The entries below are to be written out again without alteration.

---- RECORDS FOR THIS TASK

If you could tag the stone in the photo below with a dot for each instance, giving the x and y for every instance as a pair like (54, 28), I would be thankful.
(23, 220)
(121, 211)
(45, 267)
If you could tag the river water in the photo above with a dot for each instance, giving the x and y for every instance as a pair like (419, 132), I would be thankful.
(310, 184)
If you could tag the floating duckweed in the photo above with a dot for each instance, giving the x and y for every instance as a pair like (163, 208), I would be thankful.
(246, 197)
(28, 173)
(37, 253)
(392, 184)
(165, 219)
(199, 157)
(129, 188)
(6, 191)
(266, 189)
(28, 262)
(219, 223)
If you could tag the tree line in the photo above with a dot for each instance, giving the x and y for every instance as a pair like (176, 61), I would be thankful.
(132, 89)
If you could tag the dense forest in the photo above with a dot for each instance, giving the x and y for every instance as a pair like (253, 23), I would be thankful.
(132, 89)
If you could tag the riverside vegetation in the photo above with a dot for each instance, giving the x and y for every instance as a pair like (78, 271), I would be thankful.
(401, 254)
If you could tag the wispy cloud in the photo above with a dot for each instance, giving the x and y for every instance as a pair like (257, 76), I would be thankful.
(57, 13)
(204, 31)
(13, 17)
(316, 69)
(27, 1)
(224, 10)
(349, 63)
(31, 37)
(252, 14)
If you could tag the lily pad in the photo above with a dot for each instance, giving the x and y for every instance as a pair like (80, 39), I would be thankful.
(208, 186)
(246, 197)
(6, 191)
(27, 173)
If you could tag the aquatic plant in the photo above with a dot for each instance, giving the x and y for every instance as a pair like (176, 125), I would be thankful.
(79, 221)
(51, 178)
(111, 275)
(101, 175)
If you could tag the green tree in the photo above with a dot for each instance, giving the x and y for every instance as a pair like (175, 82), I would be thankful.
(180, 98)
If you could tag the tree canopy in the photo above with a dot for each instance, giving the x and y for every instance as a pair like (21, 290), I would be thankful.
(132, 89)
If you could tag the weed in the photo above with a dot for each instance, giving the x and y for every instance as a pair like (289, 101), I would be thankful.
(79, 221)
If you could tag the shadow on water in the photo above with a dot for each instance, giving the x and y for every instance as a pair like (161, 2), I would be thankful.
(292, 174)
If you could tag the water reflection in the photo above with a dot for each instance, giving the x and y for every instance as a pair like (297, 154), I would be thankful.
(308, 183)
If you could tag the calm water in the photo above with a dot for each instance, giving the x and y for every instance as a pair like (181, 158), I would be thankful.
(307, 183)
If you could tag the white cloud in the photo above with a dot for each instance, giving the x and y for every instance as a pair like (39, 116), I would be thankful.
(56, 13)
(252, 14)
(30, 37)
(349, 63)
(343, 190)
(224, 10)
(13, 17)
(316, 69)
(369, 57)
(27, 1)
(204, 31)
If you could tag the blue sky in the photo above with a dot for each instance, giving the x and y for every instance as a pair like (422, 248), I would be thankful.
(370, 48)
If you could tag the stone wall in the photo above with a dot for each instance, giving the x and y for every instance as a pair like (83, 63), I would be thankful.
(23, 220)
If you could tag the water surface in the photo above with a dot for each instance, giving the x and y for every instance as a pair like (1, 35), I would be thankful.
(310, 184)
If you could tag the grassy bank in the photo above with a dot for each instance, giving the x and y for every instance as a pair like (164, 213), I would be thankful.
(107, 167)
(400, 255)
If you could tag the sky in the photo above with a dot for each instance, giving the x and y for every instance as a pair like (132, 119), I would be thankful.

--------

**TASK RESPONSE**
If you could tag the stone in the photo below with a dot for each instance, giving the x and y for every instance as a pair like (54, 28), I would be thankful.
(23, 220)
(121, 211)
(45, 267)
If you could tag the river water in the photo above with a dot for each instance, giving the x and y for every instance as a pair like (419, 132), I would be thankful.
(310, 184)
If you could tag the floating duckweed in the photo above with a dot for each instance, giving the x and y for every instance as a pair like (163, 208), I would be thankful.
(246, 197)
(28, 173)
(37, 253)
(392, 184)
(165, 219)
(199, 157)
(129, 188)
(6, 191)
(266, 189)
(28, 262)
(219, 223)
If you could tag the tree line in the photo above with a dot for each instance, giving the x and y for every instance as a pair like (176, 61), I would be thankful.
(132, 89)
If you could tag the dense forest in the photo above with a dot for each instance, giving the x and y for every instance as a pair like (253, 23), I would be thankful.
(132, 89)
If you could tag the riverside vegetation in the photo above with a dot for each instance, giving the x and y for every instance as a pair like (78, 271), I would be thankful.
(401, 254)
If you could tag the wispy cloud in the photo above with a dot for each instance, giving the x and y for every instance as a pair like (257, 76), I would be thankful.
(57, 13)
(204, 31)
(13, 17)
(316, 69)
(27, 1)
(224, 10)
(349, 63)
(31, 37)
(252, 14)
If you could tag the lily pad in the photo above with a dot for each instance, giving the x and y for every instance as a pair like (80, 39), I would be thankful.
(208, 186)
(246, 197)
(6, 191)
(27, 173)
If you could tag the aquatic plant in the photo above with a dot for each instance, giving the x and y for every instance as a pair like (176, 125), I would be thankful.
(79, 221)
(51, 178)
(111, 275)
(101, 175)
If you could tag the green tree in the photo above with a dot for each instance, giving the x and y for every instance as a pair like (175, 82), I would be thankful.
(180, 98)
If you could tag the tree canopy in the photo above with a dot for each instance, giving the x and y for every instance as a pair like (21, 290), I would be thankful.
(132, 89)
If you could tag the weed in the photo above with a dot for each instance, giving the x and y for every instance as a pair like (289, 101), I would be thankful.
(79, 221)
If you could tag the shadow on water in the photo above with a dot for each instance, giving the x and y for every instance as a pair like (161, 2), I would be thankful.
(292, 174)
If you could tag the water reflection in the photo above with a dot for each instance, giving the x and y for every instance as a pair like (297, 154), I would be thankful.
(308, 183)
If you could tag the calm water in the photo above with a dot for each instance, giving the x and y for every instance as a pair like (181, 158), I would be thankful.
(307, 183)
If you could tag the white cloud in the photo above with a dot for each instance, giving the x and y for every instance as a pair like (39, 116), I would be thankful.
(56, 13)
(252, 14)
(30, 37)
(349, 63)
(343, 190)
(224, 10)
(13, 17)
(316, 69)
(369, 57)
(27, 1)
(204, 31)
If you could tag the blue sky in the photo above with a dot for each instance, giving the x and y for every instance as a pair like (422, 248), I would be thankful.
(370, 48)
If you could tag the stone wall in the photo above with a dot for each instance, giving the x and y for every instance as a pair like (83, 63), I would be thankful.
(23, 220)
If you could tag the water surface in the photo above with a dot for each instance, giving the x and y for every instance as a pair like (1, 35), I would be thankful.
(310, 184)
If you could tag the grassy bank in the photo above with a dot for each instance, giving the x and y for every instance as a pair like (164, 213), I would be thankful.
(107, 167)
(400, 255)
If you could tag the sky in the photo above with a dot for each instance, giving the x and y for every instance as a pair like (132, 119), I would be thankful.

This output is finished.